Input Block Start

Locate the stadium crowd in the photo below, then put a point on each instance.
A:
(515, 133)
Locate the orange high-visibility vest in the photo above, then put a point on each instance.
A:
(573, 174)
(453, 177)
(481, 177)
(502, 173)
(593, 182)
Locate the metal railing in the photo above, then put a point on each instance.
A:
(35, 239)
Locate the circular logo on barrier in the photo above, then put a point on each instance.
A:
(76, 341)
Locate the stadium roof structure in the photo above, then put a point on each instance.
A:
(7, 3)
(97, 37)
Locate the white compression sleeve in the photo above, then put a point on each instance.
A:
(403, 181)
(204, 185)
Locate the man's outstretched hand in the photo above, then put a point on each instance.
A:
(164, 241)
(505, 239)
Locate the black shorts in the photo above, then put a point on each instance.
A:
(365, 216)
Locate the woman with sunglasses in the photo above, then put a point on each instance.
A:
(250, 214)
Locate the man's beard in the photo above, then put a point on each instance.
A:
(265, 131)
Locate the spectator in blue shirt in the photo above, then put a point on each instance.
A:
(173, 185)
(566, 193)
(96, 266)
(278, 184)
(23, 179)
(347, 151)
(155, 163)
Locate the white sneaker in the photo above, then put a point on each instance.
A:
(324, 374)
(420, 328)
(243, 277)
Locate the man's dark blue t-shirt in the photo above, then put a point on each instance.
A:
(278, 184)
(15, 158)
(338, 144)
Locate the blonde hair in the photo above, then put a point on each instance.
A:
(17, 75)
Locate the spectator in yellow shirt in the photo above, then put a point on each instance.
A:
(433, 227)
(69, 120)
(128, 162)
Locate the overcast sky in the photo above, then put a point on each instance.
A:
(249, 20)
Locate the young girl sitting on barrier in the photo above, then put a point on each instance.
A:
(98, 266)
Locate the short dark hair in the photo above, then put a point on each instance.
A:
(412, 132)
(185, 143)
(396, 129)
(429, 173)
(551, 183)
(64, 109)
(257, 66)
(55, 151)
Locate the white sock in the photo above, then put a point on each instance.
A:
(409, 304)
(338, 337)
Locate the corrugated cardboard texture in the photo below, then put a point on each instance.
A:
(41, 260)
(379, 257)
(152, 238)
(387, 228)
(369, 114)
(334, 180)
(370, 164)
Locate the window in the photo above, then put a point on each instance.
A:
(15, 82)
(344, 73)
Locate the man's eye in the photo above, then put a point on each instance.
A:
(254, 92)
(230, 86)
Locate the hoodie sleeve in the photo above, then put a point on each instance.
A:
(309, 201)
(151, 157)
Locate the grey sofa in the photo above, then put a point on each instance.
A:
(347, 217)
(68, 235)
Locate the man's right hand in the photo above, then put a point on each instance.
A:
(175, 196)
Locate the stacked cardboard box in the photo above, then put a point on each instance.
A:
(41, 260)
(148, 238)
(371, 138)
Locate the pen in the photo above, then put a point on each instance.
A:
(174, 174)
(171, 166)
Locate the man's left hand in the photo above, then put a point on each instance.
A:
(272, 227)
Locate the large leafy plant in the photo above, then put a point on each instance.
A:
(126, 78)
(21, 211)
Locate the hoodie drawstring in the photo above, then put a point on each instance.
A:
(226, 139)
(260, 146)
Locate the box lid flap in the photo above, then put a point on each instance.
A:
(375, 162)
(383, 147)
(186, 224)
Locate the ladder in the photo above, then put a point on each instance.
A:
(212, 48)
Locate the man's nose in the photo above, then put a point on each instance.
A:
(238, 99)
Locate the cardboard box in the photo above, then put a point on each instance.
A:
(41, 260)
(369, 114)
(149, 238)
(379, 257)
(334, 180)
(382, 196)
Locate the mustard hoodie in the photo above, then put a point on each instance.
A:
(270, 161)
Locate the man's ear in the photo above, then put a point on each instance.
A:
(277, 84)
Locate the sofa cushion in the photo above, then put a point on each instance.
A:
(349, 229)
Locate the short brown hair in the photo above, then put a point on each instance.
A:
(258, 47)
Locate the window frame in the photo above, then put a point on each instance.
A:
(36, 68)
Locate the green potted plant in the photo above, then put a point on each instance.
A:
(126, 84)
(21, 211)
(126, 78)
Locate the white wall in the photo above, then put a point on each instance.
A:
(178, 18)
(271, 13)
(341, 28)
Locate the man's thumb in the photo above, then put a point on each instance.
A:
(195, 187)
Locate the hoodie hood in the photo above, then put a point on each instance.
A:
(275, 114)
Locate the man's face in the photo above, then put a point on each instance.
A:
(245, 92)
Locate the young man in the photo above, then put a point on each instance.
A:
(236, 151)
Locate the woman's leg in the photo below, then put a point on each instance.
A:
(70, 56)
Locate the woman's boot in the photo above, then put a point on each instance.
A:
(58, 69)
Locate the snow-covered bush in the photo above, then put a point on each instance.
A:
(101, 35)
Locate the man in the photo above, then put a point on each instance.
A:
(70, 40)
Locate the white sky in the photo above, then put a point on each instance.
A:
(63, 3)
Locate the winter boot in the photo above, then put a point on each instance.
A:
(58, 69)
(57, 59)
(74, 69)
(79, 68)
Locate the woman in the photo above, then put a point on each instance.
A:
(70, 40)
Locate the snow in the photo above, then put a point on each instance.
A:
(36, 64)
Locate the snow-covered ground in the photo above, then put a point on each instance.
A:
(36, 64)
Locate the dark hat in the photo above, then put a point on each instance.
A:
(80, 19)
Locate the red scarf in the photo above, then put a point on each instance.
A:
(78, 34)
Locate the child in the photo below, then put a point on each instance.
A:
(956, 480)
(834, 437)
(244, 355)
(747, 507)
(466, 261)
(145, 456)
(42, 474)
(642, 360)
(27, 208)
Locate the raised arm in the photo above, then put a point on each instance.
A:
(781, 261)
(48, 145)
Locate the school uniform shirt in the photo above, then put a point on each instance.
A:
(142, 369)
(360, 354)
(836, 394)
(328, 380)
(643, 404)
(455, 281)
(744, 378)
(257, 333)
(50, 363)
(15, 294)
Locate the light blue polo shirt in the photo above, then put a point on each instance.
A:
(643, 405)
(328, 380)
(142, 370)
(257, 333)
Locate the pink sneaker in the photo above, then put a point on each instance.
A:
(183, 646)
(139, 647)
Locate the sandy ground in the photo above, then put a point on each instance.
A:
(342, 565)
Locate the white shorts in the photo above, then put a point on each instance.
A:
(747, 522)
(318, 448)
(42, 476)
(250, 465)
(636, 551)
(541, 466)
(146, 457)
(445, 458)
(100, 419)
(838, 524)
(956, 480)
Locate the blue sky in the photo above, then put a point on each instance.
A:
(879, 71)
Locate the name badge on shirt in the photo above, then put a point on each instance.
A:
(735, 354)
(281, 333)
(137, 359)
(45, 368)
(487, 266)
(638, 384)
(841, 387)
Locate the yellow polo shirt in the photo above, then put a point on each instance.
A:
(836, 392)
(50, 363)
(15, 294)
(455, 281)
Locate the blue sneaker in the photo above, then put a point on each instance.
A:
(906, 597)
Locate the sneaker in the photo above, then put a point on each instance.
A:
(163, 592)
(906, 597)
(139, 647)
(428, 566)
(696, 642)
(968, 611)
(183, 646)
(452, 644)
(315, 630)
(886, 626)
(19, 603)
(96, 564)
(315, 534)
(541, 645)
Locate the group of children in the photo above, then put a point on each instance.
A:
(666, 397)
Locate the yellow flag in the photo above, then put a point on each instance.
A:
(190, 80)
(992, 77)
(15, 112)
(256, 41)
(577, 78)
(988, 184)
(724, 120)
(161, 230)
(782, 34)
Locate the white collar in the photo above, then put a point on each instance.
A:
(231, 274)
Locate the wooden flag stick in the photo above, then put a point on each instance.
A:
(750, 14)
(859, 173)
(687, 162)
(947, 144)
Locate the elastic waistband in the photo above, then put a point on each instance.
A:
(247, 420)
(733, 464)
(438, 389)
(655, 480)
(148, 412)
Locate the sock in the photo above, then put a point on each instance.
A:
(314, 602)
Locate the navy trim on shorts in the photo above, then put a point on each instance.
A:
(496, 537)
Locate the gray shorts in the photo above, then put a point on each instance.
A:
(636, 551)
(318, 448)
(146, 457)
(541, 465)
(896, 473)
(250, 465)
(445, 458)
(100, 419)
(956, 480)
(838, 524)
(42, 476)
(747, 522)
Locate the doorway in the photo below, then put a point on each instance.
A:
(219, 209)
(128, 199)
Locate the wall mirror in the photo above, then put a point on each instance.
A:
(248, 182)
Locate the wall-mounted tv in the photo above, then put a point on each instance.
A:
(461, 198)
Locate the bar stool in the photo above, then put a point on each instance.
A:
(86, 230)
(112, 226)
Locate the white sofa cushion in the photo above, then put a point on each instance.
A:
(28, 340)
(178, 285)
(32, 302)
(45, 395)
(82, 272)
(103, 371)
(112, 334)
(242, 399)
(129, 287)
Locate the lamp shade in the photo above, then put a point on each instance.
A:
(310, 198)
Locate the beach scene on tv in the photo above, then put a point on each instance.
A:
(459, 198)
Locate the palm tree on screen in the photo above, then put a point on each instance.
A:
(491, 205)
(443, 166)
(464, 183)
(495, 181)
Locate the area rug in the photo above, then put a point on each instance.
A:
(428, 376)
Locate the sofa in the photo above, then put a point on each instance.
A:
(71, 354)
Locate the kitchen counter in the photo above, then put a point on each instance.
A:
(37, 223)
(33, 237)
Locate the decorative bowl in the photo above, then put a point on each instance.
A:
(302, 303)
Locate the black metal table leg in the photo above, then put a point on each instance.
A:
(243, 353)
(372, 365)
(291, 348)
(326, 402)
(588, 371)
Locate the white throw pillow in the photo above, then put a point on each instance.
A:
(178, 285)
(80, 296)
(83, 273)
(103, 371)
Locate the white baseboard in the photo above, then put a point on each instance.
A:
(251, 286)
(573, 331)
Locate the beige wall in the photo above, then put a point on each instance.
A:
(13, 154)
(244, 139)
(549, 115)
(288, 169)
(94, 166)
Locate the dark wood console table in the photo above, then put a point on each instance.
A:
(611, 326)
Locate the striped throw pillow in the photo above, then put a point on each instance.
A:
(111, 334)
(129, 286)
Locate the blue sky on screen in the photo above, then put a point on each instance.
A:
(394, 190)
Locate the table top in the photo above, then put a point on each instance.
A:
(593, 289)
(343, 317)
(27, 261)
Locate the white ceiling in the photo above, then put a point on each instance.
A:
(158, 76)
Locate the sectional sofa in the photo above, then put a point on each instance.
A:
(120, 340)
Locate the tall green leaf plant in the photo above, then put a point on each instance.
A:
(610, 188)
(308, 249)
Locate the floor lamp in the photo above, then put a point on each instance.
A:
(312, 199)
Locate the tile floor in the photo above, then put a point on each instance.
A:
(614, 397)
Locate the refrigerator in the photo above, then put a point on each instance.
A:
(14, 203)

Input Block End

— Work order —
Taking the lines above, repeat exactly those from the line that contains "Locate the snow in" through the line that contains "Locate the school", and both of those lines as well. Include nothing else.

— Result of the task —
Locate the snow in the photo above, then put a point on each instance.
A:
(36, 64)
Locate the snow-covered ground in the photo above, then put a point on each instance.
A:
(36, 64)
Locate the dark hat in the photo above, then put a point on each instance.
A:
(80, 19)
Locate the red scarf in the photo above, then put a point on each instance.
A:
(78, 34)
Locate the child in the photo below, then put a point on each instance.
A:
(956, 480)
(834, 437)
(244, 355)
(747, 507)
(466, 261)
(145, 456)
(42, 474)
(642, 360)
(27, 208)
Locate the raised arm in the photo above, then put a point on each instance.
A:
(781, 261)
(48, 145)
Locate the school uniform shirt in the photo above, then put a point on each instance.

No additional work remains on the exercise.